■ GOAL
Please copy exactly the lines that begin with the one containing "like [(865, 351)]." and end with the last line of the entries.

■ DATA EXTRACT
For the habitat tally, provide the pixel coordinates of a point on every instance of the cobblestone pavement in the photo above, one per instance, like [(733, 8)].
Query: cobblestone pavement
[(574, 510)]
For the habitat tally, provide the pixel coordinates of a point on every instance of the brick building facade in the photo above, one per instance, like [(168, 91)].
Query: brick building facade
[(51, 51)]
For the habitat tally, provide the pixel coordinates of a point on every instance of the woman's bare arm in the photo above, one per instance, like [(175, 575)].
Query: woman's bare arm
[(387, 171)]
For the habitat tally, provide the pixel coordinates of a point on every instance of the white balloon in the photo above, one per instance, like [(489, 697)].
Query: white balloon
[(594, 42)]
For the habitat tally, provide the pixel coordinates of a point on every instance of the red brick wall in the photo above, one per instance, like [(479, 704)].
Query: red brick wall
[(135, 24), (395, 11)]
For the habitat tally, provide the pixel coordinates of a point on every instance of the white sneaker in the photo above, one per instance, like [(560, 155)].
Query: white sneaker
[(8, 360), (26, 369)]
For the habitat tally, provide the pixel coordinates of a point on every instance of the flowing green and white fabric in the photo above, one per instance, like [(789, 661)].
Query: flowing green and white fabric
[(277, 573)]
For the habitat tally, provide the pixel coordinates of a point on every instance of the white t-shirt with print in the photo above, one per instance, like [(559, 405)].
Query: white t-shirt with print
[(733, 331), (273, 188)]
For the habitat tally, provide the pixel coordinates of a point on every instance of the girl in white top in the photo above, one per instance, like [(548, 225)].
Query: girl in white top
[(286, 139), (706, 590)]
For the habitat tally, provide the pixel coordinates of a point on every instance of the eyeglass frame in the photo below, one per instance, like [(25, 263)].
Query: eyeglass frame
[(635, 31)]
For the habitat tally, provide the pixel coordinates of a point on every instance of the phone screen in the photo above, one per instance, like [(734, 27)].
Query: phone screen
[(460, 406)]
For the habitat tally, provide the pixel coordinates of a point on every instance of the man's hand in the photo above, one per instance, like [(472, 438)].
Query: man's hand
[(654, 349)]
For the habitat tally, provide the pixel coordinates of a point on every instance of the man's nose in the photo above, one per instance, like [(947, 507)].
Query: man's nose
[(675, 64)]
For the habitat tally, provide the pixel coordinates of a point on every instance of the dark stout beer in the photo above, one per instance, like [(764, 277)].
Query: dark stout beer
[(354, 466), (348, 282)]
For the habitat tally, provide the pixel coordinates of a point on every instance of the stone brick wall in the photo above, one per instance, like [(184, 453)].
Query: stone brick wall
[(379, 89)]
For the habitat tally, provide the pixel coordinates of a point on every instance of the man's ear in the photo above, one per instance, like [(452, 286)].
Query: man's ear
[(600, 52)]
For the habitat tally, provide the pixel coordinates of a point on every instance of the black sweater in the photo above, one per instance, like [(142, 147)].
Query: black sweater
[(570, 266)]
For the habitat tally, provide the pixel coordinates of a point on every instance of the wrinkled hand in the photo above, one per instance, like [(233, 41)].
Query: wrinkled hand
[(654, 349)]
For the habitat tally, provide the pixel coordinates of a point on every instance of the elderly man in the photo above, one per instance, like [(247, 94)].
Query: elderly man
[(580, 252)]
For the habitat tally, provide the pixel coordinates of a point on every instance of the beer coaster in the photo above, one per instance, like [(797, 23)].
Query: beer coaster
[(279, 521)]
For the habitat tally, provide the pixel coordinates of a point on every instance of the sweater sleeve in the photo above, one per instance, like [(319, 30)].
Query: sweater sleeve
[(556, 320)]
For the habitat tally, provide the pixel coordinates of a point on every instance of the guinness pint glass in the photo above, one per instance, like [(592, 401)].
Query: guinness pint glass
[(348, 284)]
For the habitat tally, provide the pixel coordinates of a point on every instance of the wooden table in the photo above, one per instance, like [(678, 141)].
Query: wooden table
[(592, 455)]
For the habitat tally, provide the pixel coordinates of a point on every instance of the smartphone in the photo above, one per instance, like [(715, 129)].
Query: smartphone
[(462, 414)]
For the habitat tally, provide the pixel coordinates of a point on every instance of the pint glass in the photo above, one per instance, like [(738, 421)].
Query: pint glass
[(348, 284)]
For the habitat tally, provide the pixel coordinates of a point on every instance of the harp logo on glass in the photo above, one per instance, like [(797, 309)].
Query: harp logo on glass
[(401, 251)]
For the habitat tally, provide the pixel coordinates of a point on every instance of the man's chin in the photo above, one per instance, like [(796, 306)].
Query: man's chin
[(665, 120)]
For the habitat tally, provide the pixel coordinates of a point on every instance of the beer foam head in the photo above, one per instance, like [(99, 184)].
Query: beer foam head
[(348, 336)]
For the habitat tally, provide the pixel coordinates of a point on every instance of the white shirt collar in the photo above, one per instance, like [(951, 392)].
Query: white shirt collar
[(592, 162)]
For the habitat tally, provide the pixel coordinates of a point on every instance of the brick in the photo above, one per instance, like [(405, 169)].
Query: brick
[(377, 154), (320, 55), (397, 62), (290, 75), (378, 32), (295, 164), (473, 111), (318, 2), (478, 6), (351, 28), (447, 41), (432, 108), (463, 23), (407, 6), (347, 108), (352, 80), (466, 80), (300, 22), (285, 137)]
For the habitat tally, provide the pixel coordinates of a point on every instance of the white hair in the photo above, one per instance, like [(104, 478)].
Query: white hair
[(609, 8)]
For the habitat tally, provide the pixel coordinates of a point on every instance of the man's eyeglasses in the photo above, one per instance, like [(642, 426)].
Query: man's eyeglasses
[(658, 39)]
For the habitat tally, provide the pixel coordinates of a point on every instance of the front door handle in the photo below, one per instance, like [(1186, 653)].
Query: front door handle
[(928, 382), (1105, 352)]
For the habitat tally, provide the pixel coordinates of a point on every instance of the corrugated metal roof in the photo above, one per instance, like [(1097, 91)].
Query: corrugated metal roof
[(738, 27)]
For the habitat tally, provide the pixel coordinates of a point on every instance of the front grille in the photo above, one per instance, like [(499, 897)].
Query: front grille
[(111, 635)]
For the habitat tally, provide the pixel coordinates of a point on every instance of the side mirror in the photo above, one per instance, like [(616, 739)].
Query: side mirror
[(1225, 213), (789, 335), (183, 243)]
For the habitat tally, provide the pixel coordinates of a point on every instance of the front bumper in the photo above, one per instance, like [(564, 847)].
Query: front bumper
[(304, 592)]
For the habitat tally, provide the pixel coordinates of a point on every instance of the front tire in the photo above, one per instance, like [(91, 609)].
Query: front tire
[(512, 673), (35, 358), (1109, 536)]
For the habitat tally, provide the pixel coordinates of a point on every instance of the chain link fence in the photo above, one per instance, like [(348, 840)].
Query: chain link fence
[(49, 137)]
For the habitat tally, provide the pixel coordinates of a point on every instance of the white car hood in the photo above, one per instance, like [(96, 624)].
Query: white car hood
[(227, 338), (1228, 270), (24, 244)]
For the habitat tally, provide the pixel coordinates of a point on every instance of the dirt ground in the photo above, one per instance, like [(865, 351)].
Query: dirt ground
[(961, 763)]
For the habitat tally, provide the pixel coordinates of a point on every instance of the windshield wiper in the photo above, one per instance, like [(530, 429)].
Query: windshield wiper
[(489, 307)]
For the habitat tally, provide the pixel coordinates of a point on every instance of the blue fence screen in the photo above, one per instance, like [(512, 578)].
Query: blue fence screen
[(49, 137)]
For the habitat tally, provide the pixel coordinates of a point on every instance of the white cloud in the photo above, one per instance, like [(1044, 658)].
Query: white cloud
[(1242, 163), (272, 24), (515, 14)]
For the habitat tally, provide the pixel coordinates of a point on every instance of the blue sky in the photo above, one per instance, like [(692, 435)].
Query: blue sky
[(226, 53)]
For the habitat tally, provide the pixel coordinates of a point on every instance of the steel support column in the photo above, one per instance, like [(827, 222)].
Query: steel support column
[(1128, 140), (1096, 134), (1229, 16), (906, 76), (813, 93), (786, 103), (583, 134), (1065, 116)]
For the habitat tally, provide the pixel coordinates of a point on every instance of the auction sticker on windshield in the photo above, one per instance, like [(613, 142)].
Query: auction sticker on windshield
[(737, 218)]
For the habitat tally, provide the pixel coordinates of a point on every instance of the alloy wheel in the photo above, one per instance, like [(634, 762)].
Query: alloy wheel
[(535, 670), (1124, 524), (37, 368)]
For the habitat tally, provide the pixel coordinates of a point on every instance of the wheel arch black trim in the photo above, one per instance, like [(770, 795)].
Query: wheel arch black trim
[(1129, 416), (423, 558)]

■ ANSWER BELOW
For the habitat tally, provide the pixel coordinates of a point on every instance of the dirt ground in the photo above, one per instance, like [(865, 351)].
Query: dirt ground
[(961, 763)]
For the habitat tally, provide the pixel coordinates of a point on every instance of the windshield wiper in the photo above, one per instance, like [(530, 429)].
Query: windshield wiper
[(489, 307)]
For the habitat tally, provide the pixel coordinates of a point on every instance of the blue fence screen in the photo above, one per instance, like [(512, 578)].
Query: blue fence screen
[(49, 137)]
For the habitat tally, provide the pixel coordinates of a point on every instance of the white cloud in the photo above, one per instance, like [(1044, 658)].
Query: white cloud
[(1242, 163), (272, 24), (515, 14)]
For the habitat tally, provide the pixel coordinates of a point on every instance of the blue sky in the photo above, one per instance, like [(692, 435)].
Query: blue sky
[(226, 53)]
For the habitat tally, provide the pixel coordinates of a point on every instance of the steel support column in the photo above, one per instance, like [(827, 222)].
Query: steel support column
[(1128, 140), (1096, 134), (1229, 16), (906, 76), (813, 93), (786, 103), (583, 134), (1065, 116)]
For the habitat tally, provide the pixel coordinates of a point on every instance of the auction sticker on windshield in the photo above, one per instance, like [(613, 142)].
Query: auction sticker on windshield
[(737, 218)]
For the habitat tally, provide the pixel coordinates of a point on every instance of the alloy wheel in the photo above, one per instance, like [(634, 762)].
Query: alloy wheel
[(535, 670), (1124, 524), (37, 368)]
For the habitat tally, provide the pixel coordinates of a point on every instance of the wheel arch black trim in the photo above, one per instance, like [(770, 795)].
Query: wheel arch black trim
[(1129, 416), (423, 558)]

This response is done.